## [Perintah Tugas]
Jawab pertanyaan berikut berdasarkan teks tentang keguguran berulang di bawah.
(a) Menurut HIFERI-POGI, minimal berapa kali keguguran berturut-turut harus terjadi untuk disebut keguguran berulang?
(b) Menurut penelitian di RSUP Dr. Kariadi Semarang tahun 2018, berapa persen penyebab abortus habitualis yang idiopatik?
(c) Pada rentang usia berapa keguguran berulang paling tinggi terjadi?

## [Teks Kutipan]
▬▬▬

Keguguran Berulang
Dr. Bayu Aji Nugroho, SpOG, MH
Abortus habitualis atau yang lebih dikenal sebagai keguguran berulang, menurut HIFERI-POGI (Himpunan Endokrinologi Reproduksi dan Fertilitas Perkumpulan Obstetri dan Ginekologi Indonesia), diartikan sebagai keadaan dimana minimal terjadi dua kali hingga lebih keguguran secara berturut-turut pada usia kehamilan kurang dari 20 minggu dan/atau berat janin yang dikandung kurang dari 500 gram. Terdapat pula jenis lain keguguran berulang yaitu keguguran berulang sekunder, keadaan dimana janin yang meninggal di usia kehamilan >20 minggu dan terjadi secara berulang.
Sebanyak 12-15% kehamilan yang mengalami keguguran, angka kejadian abortus habitualis adalah 5% yang mengalami keguguran dua kali berturut-turut dan kurang dari 1% mengalami tiga atau lebih keguguran berulang. Pada penelitian yang dilakukan di RSUP Dr. Kariadi Semarang pada tahun 2018 menyatakan bahwa, 92,9% penyebab abortus habitualis adalah idiopatik (belum dapat terungkap jelas).
Berbagai faktor dapat menjadi penyebab terjadinya ibu hamil mengalami keguguran kandungan, baik karena faktor eksternal maupun internal. Perlu diperhatikan beberapa berikut faktor yang bisa jadi meningkatkan kemungkinan terjadinya keguguran berulang adalah:
Usia (paling tinggi terjadi pada rentang usia lebih dari 40 tahun [34-52%])
Kelainan uterus
Stress
Pekerjaan atau paparan lingkungan
Endometritis kronis
Merokok
Obesitas
Kafein
Alkohol
Beberapa keadaan yang juga dapat menyebabkan terjadinya keguguran berulang adalah:
Kelainan kromosom (faktor genetik)
Kelainan anatomi uterus
Kelainan imunologi
Disfungsi endometrium
Defek fase luteal berupa faktor endokrin eksternal, antibodi antitiroid hormon, sintesi LH yang tinggi.
Penegakan diagnosis yang dapat dilakukan dokter untuk mengetahui apakah kehamilan tersebut terjadi secara normal atau justru mengalami abortus adalah sebagi berikut:
Anamnesis. Anamnesis dilakukan untuk mengetahui di usia kehamilan yag keberapa pasien mengalami keguguran dan apakah pasien pernah melakukan pengecekan kadar hormon hCG serta pemeriksaan USG. Perlu dicari tahu pula bagaimana riwayat kondisi pasien sebelumnya, riwayat pengobatan, hingga riwayat penyakit keluarga untuk mengetahui adakah faktor risiko penyebebab terjadiya keguguran.

▬▬▬

## [Bahan Belajar]
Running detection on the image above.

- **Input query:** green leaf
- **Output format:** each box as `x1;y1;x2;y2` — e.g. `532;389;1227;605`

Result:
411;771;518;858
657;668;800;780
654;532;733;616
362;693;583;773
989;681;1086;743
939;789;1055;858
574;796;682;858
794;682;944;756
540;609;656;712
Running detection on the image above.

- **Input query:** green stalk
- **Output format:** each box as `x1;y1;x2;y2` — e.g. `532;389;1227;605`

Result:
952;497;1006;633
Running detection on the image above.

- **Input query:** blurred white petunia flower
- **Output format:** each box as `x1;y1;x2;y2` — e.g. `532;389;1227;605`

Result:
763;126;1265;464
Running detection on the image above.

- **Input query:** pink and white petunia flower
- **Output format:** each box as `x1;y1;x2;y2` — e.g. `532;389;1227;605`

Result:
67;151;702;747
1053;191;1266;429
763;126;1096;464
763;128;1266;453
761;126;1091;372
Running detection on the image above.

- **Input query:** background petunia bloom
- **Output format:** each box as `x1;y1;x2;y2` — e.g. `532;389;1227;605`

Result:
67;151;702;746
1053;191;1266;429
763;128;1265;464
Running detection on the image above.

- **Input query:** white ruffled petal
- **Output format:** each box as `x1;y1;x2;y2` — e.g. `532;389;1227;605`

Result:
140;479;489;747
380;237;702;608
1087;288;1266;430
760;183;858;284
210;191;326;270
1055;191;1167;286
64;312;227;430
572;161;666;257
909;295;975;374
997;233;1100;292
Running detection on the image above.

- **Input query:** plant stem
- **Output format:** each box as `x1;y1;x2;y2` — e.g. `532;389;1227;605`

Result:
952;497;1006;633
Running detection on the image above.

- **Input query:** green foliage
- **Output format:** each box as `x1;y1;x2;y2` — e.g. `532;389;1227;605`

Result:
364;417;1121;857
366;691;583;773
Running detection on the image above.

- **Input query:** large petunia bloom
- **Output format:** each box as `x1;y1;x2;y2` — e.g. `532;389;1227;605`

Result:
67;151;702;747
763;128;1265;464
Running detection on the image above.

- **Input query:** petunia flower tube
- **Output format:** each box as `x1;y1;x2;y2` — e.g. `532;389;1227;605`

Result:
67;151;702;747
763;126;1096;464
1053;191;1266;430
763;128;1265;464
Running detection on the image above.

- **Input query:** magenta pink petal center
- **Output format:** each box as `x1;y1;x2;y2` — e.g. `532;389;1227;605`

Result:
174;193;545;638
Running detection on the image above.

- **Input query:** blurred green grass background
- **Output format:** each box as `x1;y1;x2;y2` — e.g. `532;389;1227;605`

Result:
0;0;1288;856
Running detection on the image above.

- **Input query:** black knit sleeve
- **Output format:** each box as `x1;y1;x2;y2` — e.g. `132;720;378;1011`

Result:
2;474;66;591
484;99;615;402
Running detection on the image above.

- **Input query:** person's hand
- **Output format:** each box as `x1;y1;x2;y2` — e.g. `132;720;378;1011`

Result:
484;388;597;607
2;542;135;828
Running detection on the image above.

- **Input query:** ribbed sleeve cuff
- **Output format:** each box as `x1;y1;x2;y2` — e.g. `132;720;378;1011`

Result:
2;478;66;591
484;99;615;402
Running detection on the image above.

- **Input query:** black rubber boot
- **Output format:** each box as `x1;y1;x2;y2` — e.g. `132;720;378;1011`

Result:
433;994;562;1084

▬▬▬

## [Jawaban Tugas]
(a) Minimal dua kali.
(b) 92,9%.
(c) Lebih dari 40 tahun.